What needs to be done: Reproduce verbatim the lines of the entries below, beginning at the line that contains "around the metal" and continuing through the last line of the entries.

* Begin *

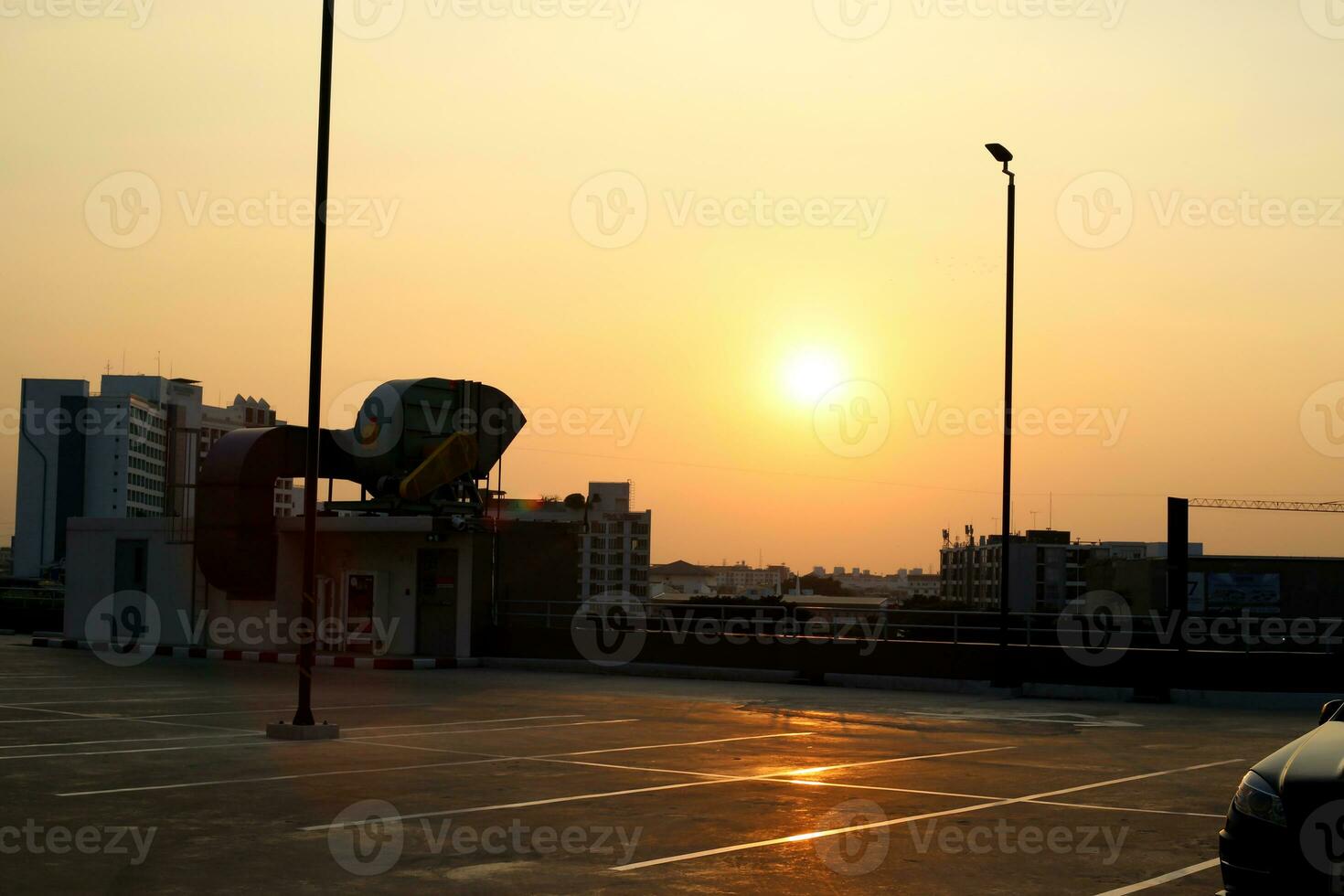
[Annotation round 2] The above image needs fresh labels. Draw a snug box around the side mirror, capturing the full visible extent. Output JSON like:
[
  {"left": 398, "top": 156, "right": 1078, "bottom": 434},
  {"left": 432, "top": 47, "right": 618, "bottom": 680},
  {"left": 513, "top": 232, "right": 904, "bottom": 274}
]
[{"left": 1316, "top": 699, "right": 1344, "bottom": 727}]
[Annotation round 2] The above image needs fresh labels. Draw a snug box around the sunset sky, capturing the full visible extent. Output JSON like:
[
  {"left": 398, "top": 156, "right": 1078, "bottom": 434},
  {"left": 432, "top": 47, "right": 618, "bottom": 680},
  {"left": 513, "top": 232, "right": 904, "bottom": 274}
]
[{"left": 0, "top": 0, "right": 1344, "bottom": 571}]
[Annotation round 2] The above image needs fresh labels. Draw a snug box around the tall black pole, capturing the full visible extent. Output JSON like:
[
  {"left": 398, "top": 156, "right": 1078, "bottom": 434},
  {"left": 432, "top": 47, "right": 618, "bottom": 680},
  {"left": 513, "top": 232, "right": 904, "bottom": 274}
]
[
  {"left": 998, "top": 163, "right": 1018, "bottom": 676},
  {"left": 294, "top": 0, "right": 336, "bottom": 725}
]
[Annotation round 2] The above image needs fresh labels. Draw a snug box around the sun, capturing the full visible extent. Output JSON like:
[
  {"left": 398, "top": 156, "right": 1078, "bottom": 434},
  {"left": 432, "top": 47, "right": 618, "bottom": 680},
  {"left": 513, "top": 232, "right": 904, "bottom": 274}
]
[{"left": 784, "top": 349, "right": 843, "bottom": 401}]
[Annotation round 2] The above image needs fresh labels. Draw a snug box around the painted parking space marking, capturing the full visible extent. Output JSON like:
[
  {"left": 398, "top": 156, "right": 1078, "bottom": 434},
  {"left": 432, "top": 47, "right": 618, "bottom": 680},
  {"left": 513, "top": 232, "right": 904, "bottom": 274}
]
[
  {"left": 610, "top": 759, "right": 1244, "bottom": 870},
  {"left": 300, "top": 747, "right": 1015, "bottom": 831},
  {"left": 1101, "top": 859, "right": 1219, "bottom": 896}
]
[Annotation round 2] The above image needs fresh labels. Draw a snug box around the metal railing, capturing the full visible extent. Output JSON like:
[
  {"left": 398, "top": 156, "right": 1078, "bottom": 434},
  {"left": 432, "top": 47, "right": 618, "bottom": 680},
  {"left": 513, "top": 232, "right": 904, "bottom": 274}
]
[{"left": 498, "top": 599, "right": 1344, "bottom": 653}]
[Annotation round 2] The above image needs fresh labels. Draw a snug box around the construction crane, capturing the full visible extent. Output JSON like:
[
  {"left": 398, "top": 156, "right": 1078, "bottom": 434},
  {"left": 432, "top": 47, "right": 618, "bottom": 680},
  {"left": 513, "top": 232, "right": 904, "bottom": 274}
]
[{"left": 1189, "top": 498, "right": 1344, "bottom": 513}]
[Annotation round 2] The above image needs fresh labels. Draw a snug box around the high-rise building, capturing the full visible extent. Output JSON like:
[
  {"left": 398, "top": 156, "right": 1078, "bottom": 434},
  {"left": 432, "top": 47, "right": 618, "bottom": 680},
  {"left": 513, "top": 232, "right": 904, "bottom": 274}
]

* End *

Correct result:
[Annotation round 2] The above image needs fresh labels. Draw a snug box around the metal railing, capturing the full visible extent. Output JSON like:
[
  {"left": 398, "top": 156, "right": 1078, "bottom": 434},
  {"left": 432, "top": 47, "right": 618, "bottom": 680},
  {"left": 513, "top": 232, "right": 904, "bottom": 274}
]
[{"left": 498, "top": 599, "right": 1344, "bottom": 653}]
[Annotation round 2] The above image needs fresh labels. Draw a snug box around the construction crane, capturing the full visible extent. Output JSON like:
[
  {"left": 398, "top": 156, "right": 1078, "bottom": 434},
  {"left": 432, "top": 47, "right": 618, "bottom": 680},
  {"left": 513, "top": 232, "right": 904, "bottom": 274}
]
[{"left": 1189, "top": 498, "right": 1344, "bottom": 513}]
[Annotation round 2] The above image needs fresh labels. Draw a snug box around the high-rise building, capturing the full visible extent. Output JSON like:
[
  {"left": 398, "top": 156, "right": 1078, "bottom": 434},
  {"left": 432, "top": 47, "right": 618, "bottom": 680},
  {"left": 513, "top": 232, "right": 904, "bottom": 274}
]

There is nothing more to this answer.